Problem to solve: Which lines in the data contain the word "wall"? Select each of those lines and copy it out in full.

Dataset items
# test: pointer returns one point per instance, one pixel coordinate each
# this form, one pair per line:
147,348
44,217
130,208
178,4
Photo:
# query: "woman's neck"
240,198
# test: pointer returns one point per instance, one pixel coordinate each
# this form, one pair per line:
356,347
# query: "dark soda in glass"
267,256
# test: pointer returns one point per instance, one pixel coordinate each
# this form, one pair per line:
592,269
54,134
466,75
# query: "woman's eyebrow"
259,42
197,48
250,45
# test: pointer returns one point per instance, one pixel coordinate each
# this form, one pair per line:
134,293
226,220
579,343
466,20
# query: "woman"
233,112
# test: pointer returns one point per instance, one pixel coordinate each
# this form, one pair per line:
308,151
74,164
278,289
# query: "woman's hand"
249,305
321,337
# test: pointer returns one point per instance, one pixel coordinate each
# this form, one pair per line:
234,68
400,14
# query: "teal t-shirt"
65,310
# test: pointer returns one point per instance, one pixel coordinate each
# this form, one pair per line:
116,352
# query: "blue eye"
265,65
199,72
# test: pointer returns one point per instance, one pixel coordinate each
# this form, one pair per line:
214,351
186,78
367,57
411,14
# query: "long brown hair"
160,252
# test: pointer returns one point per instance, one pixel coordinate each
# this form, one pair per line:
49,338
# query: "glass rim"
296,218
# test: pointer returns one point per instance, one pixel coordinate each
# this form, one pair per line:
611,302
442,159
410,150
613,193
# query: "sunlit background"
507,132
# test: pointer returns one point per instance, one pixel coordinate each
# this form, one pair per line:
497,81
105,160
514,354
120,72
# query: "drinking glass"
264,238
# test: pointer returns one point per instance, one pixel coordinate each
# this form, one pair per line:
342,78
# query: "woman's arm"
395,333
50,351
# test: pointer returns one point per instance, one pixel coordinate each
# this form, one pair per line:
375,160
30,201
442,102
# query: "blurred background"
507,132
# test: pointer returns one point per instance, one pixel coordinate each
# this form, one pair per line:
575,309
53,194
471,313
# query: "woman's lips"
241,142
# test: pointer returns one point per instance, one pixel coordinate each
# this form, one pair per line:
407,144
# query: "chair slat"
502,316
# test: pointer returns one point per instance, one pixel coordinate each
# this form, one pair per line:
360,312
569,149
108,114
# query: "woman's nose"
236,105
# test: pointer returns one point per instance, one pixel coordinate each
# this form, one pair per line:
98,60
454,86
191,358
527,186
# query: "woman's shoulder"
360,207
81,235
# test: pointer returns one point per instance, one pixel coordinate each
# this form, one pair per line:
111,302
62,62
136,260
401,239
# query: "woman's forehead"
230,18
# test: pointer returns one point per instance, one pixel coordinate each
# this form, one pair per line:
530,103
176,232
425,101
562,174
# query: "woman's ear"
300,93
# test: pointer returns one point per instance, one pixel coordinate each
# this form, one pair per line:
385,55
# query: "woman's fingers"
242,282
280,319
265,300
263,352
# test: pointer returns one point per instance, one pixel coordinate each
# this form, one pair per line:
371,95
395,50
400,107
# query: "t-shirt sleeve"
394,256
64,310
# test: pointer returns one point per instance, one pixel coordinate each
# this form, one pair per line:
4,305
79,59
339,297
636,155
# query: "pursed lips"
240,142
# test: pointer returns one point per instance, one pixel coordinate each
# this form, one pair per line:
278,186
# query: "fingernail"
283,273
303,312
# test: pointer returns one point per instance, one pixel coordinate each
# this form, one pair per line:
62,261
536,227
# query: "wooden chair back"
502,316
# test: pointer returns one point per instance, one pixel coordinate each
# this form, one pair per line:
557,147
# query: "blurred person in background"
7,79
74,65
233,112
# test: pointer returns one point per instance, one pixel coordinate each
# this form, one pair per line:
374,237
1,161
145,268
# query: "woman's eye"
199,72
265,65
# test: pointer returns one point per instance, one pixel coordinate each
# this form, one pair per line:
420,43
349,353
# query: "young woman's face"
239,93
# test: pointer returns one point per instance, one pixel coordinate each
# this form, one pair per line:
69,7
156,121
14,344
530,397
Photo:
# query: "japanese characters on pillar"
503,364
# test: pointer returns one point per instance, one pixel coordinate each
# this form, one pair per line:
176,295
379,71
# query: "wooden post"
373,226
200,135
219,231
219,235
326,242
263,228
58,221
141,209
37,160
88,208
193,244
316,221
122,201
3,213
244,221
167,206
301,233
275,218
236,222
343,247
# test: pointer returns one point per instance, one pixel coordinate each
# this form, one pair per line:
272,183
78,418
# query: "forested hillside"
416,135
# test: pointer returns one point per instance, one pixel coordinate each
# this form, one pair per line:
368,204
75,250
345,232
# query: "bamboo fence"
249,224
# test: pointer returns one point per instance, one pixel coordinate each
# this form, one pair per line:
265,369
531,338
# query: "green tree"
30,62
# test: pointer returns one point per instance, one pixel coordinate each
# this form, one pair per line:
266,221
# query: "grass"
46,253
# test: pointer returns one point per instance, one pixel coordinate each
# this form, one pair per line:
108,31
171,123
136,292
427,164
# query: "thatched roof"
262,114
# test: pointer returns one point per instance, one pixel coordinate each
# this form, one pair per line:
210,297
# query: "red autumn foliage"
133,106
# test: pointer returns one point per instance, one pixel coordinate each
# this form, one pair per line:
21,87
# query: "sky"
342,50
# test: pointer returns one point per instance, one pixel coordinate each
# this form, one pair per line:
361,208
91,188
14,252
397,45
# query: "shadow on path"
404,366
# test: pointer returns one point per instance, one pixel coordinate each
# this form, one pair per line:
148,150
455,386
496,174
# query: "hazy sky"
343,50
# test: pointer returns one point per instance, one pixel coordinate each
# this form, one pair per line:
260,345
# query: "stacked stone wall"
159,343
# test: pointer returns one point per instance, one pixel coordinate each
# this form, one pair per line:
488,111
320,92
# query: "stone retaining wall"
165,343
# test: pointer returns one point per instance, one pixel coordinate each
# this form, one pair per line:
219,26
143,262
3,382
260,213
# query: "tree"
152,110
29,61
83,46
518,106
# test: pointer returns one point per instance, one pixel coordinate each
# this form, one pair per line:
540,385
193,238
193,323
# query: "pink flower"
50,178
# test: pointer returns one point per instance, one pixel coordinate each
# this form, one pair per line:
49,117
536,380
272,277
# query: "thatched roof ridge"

Response:
# query: "stacked stone wall"
# query: "stone retaining wall"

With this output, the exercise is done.